## Tasks and exercises
1) Reproduce the portion of the Bank of America grants announcement starting with "Philanthropic Grants and" and going on through "counties last year.".
2) Summarize the Bank of America grants announcement in two sentences.
3) According to the Bank of America grants announcement, what does the Neighborhood Champion grant to Women's Economic Ventures provide?

## Supplied passage
________________________________________

Bank of America Awards More than $650,000 to Ventura and Santa Barbara Nonprofits in 2021

Philanthropic Grants and Donations Addressed Needs Related to Racial Inequality, Workforce Development, Basic Needs and Affordable Housing

Credit: Courtesy

Ventura and Santa Barbara, Calif. – As part of its commitment to strengthening communities by addressing critical needs that help advance racial equality and economic opportunity, Bank of America has awarded a total of $665,680 to 36 local nonprofits across Ventura and Santa Barbara counties last year.

With a particular focus on closing the equity and wealth gaps in communities of color and other disadvantaged populations disproportionately impacted by the prolonged pandemic, Bank of America’s local giving this year was directed towards workforce development, basic needs such as hunger relief, healthcare and emergency shelter as well as affordable housing.

Credit: Courtesy

These philanthropic investments include:

  • Basic Needs grant to the American Heart Association and Mixteco/Indígena Community Organizing Project (MICOP) to help provide general health services in underserved communities
  • Community Development grant to Ventura County Community Development Corporation to continue creating pathways to stable and affordable homeownership for minority and low-and-moderate income individuals and families; and
  • Neighborhood Champion grant to Women’s Economic Ventures to provide micro-loans and a new entrepreneurial training pilot for women and minority entrepreneurs disproportionately impacted by the pandemic.

________________________________________

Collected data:

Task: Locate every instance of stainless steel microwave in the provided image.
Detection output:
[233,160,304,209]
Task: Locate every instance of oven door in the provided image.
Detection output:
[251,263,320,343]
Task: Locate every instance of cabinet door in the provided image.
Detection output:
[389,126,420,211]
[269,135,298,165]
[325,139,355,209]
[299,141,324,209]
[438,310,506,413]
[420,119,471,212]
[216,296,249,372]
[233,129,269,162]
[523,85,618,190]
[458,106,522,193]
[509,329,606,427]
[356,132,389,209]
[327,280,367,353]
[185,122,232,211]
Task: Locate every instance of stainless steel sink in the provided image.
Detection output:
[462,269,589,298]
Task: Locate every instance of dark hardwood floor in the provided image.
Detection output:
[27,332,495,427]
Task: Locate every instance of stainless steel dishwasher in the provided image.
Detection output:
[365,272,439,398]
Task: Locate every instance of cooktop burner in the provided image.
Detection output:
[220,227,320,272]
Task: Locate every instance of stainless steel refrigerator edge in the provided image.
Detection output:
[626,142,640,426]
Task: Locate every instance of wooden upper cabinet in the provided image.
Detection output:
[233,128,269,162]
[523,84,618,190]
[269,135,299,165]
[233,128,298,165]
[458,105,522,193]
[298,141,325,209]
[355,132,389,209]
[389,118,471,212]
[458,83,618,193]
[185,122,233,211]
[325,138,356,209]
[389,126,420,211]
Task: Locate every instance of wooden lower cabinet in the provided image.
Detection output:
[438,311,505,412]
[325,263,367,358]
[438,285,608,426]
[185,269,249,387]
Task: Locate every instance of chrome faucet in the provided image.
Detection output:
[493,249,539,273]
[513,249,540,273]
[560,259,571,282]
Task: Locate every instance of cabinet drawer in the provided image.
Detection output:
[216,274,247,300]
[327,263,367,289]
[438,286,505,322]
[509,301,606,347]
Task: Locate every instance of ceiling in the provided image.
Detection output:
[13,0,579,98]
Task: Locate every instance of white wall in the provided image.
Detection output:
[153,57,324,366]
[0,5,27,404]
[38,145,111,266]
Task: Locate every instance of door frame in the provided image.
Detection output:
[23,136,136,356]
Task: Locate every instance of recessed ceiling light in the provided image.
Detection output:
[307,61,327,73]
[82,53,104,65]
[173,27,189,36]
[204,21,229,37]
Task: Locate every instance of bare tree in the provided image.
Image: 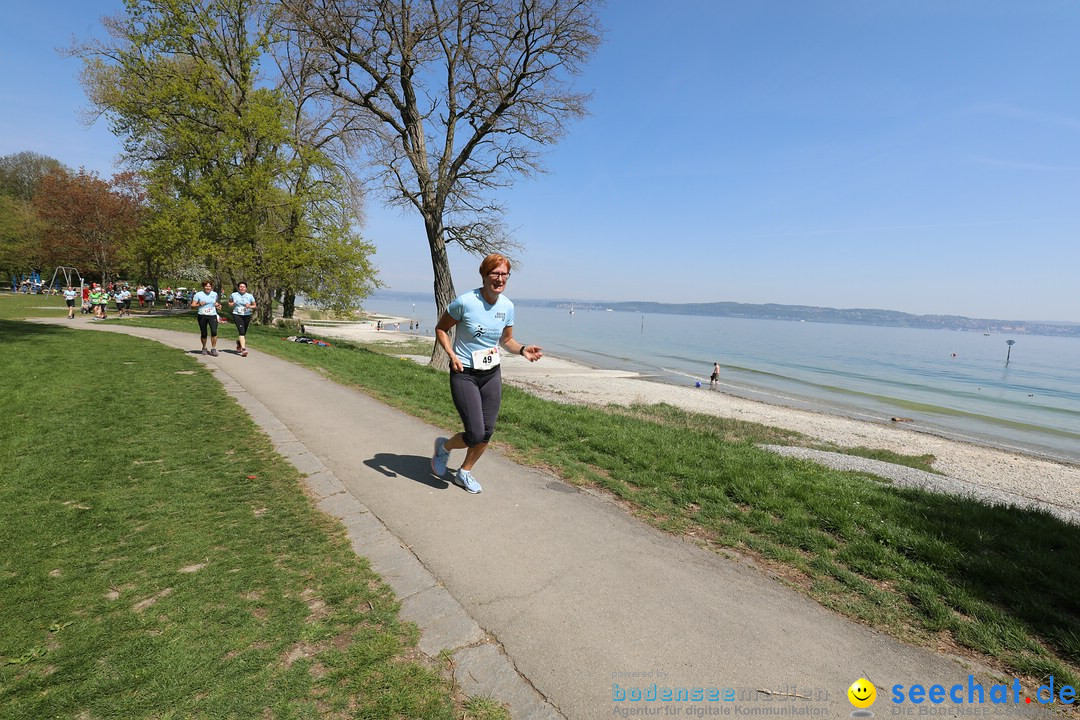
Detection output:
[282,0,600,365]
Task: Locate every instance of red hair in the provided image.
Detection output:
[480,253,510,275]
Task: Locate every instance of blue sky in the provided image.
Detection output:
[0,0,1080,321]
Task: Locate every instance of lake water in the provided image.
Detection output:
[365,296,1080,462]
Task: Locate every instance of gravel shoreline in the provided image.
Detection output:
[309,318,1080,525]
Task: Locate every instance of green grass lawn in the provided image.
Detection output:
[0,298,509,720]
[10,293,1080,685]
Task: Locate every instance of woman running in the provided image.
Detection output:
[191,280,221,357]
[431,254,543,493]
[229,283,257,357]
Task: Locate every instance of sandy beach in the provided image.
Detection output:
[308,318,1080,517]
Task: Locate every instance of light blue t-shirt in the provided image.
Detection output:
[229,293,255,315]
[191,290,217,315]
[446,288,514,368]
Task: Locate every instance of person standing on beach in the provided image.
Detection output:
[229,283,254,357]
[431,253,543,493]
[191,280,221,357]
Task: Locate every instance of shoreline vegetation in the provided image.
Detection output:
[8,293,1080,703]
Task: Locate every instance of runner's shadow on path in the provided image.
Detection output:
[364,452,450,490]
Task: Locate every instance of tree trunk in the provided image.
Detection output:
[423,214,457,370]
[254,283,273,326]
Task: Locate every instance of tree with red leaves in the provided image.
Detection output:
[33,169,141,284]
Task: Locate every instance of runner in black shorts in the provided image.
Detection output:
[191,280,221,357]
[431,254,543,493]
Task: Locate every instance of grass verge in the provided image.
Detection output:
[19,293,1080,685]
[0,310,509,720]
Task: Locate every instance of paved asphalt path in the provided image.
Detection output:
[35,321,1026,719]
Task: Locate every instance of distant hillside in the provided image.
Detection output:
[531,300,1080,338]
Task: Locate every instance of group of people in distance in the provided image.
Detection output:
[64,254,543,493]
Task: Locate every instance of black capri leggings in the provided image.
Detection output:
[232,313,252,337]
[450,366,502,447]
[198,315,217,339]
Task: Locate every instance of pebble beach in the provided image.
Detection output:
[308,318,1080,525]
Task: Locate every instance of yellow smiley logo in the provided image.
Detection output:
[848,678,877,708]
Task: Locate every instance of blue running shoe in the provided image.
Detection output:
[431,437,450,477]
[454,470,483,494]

________________________________________

## Responses
1)
Philanthropic Grants and Donations Addressed Needs Related to Racial Inequality, Workforce Development, Basic Needs and Affordable Housing

Credit: Courtesy

Ventura and Santa Barbara, Calif. – As part of its commitment to strengthening communities by addressing critical needs that help advance racial equality and economic opportunity, Bank of America has awarded a total of $665,680 to 36 local nonprofits across Ventura and Santa Barbara counties last year.

2) Bank of America awarded a total of $665,680 to 36 nonprofits across Ventura and Santa Barbara counties last year as part of its commitment to addressing critical needs that help advance racial equality and economic opportunity. The giving went to workforce development, basic needs such as hunger relief, healthcare and emergency shelter, and affordable housing, with a particular focus on communities of color and other disadvantaged populations disproportionately impacted by the pandemic.

3) It provides micro-loans and a new entrepreneurial training pilot for women and minority entrepreneurs disproportionately impacted by the pandemic.